____ Study material

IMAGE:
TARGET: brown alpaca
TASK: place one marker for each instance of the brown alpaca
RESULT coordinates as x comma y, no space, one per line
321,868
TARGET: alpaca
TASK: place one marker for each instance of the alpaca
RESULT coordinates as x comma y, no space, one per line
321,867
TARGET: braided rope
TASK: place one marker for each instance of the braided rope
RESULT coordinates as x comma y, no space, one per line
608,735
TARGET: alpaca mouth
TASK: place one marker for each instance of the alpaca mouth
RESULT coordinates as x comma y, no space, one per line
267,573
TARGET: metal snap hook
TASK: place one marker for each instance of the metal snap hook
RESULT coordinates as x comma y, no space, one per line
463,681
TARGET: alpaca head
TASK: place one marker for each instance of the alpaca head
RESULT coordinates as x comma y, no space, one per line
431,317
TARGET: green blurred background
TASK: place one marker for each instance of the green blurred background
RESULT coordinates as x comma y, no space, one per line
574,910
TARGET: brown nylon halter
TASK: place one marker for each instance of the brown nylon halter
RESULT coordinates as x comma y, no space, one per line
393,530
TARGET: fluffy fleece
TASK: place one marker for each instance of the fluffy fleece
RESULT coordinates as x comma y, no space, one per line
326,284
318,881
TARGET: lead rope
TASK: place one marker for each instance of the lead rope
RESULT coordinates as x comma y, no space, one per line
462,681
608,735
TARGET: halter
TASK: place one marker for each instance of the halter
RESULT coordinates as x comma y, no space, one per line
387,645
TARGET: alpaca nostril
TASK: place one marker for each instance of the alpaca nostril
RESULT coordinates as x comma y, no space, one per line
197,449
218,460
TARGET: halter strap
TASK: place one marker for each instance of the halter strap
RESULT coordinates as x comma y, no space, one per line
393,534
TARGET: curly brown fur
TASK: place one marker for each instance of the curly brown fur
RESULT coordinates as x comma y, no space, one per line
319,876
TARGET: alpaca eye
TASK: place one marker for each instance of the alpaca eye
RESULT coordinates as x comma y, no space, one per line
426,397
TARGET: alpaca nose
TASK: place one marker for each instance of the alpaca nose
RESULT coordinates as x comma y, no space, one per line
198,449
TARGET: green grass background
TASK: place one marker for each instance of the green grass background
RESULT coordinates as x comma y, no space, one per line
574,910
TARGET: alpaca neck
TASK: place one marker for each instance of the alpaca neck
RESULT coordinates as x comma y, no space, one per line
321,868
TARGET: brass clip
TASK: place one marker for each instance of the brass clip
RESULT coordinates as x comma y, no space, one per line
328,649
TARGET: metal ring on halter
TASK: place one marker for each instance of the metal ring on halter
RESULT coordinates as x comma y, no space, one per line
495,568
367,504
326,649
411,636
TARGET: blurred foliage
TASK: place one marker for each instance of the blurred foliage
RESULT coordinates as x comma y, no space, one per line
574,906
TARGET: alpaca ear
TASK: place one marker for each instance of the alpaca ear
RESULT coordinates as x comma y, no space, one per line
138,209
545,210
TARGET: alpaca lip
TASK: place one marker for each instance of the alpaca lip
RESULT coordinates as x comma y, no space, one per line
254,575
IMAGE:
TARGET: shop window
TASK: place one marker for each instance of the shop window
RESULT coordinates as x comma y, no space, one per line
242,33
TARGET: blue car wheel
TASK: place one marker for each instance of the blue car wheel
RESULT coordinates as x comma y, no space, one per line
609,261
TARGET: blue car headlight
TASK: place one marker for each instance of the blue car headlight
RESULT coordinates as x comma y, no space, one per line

________

Exactly as they stand above, write out all the entries again.

#### Solution for this exercise:
IMAGE:
TARGET: brown alpaca
TASK: place one marker for each instance of the brown alpaca
RESULT coordinates as x comma y, no space, one per line
321,868
TARGET: alpaca
TASK: place one marker for each instance of the alpaca
RESULT coordinates as x comma y, no space, one per line
321,867
TARGET: braided rope
TASK: place one marker for each instance of the braided rope
RESULT coordinates as x comma y, no space, one per line
608,735
TARGET: alpaca mouth
TASK: place one marker for each instance of the alpaca mouth
RESULT coordinates as x comma y, no space, one per line
267,573
TARGET: metal snap hook
TASK: place one marker for each instance of the metal snap hook
RESULT coordinates as x comma y, no space, one per line
463,681
TARGET: alpaca head
TASK: place one marker for each instance of the alpaca head
RESULT coordinates as x comma y, no space, one per line
431,317
TARGET: green blurred background
TASK: place one marker for each instance of the green blurred background
RESULT coordinates as x comma y, no space, one per line
574,910
TARGET: brown nylon halter
TASK: place one marker for each instance of the brown nylon halter
RESULT coordinates as x comma y, no space, one per line
393,530
TARGET: fluffy fleece
TASK: place one marker for each instance of the fluffy fleece
RESULT coordinates as x comma y, no space, one per line
326,284
318,881
TARGET: lead rope
TASK: place one marker for each instance of the lead rope
RESULT coordinates as x comma y, no space, one per line
462,681
608,735
TARGET: halter
TASK: place one marker for each instance of the halter
RESULT coordinates as x comma y, no space, one per line
387,645
TARGET: alpaca nostril
TASK: place one marker for each instance of the alpaca nostril
RESULT coordinates as x comma y, no space, one per line
197,449
218,460
TARGET: halter strap
TASK: place one marker for each instance of the halter strap
RESULT coordinates as x comma y, no space, one per line
393,534
TARGET: curly brown fur
TASK: place one marker for each instance of the curly brown fur
RESULT coordinates as x comma y, no space, one per line
319,876
TARGET: alpaca eye
TASK: place one marker for each instance of the alpaca eye
RESULT coordinates as x comma y, no space, one per line
426,397
TARGET: alpaca nose
TASK: place one marker for each instance of the alpaca nose
RESULT coordinates as x comma y, no space, one per line
198,449
TARGET: green grass background
TASK: place one marker for each instance of the green grass background
RESULT coordinates as x comma y, no space, one per line
574,910
TARGET: alpaca neck
TASK: place one marker for each instance of the alpaca neck
RESULT coordinates as x comma y, no space, one per line
321,868
TARGET: brass clip
TASK: place one marker for each instance of the brass clip
RESULT coordinates as x comma y, no space, one per line
328,649
TARGET: metal ring on halter
TASK: place one marker for each instance of the metal ring on halter
RESULT coordinates as x comma y, no space, one per line
495,568
367,504
326,649
411,636
TARGET: blurred foliage
TASK: place one marker for each instance of the blurred foliage
RESULT coordinates as x comma y, no space, one per line
574,906
TARGET: alpaca ear
TASK: place one marker for each instance of the alpaca ear
RESULT coordinates as x comma y, no space, one per line
138,209
545,210
TARGET: alpaca lip
TASK: place one marker for each instance of the alpaca lip
RESULT coordinates as x comma y, no space, one per line
254,575
IMAGE:
TARGET: shop window
TASK: place one marker for each instance of the shop window
RESULT coordinates as x comma y, no space, one per line
242,33
TARGET: blue car wheel
TASK: place one marker for each instance of the blue car wheel
RESULT coordinates as x comma y, no space, one per line
609,261
TARGET: blue car headlight
TASK: place one marker for each instance of the blue car headlight
RESULT coordinates as x comma y, no space, one per line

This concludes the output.